_PROBLEM TO WORK ON:_
Render this sentence from the passage on the song 'Eazy' in Spanish: "In the video, West said that he was releasing a song that Friday and was asking DJ Premier if he could do a scratch for the song."

_DOCUMENT:_
* Start *

"Eazy" is a song by American rappers The Game and Kanye West. It was released as a single on January 16, 2022. The song was released exclusively on Spotify two days before. The cover art for the single attracted controversy due to the featuring of Nick Knight's highly graphic 1997 photo of a skinned monkey and the song's music video attracted controversy because of its depiction of West burying alive comedian Pete Davidson, who was dating his ex-wife Kim Kardashian.

Background and marketing
On January 12, 2022, in an Instagram video shared by designer Tracey Mills, West was seen talking to DJ Premier on FaceTime with the Game and fellow collaborators Pusha T and Mike Dean in the studio. In the video, West said that he was releasing a song that Friday and was asking DJ Premier if he could do a scratch for the song. On January 15, 2022, the song was released exclusively on Spotify before being added to other streaming platforms a day later.

* End *

_GIVEN RECORDS:_
* Start *

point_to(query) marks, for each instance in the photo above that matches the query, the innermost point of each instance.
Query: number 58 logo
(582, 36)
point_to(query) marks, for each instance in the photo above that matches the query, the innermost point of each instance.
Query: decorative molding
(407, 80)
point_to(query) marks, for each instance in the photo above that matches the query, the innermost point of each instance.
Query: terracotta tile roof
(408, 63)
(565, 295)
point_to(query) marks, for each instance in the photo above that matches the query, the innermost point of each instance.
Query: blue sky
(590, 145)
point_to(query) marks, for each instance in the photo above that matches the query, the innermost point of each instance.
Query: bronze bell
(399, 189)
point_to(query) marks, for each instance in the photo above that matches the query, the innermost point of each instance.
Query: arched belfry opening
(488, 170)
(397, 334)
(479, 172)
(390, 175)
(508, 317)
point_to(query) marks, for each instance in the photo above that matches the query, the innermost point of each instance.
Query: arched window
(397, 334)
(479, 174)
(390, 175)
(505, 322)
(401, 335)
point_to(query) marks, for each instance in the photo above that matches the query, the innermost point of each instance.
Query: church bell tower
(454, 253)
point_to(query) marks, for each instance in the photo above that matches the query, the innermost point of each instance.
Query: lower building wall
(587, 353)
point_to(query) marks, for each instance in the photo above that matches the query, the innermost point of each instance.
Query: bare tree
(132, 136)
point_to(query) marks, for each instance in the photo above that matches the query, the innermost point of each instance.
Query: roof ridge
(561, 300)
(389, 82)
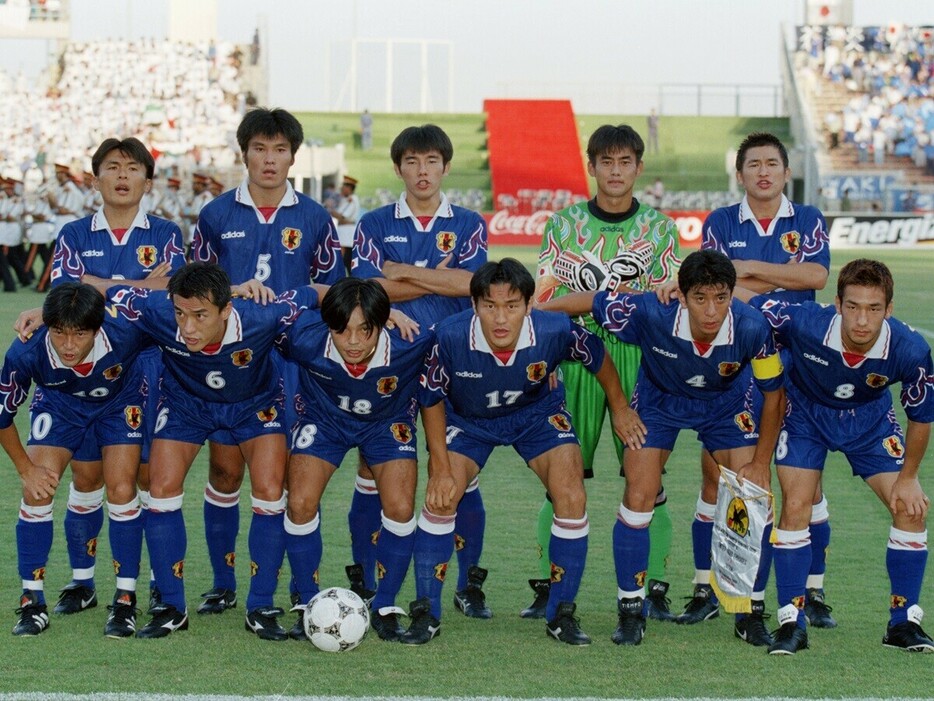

* End *

_EXERCISE ANSWER:_
En el video, West dijo que iba a lanzar una canción ese viernes y le estaba preguntando a DJ Premier si podía hacer un scratch para la canción.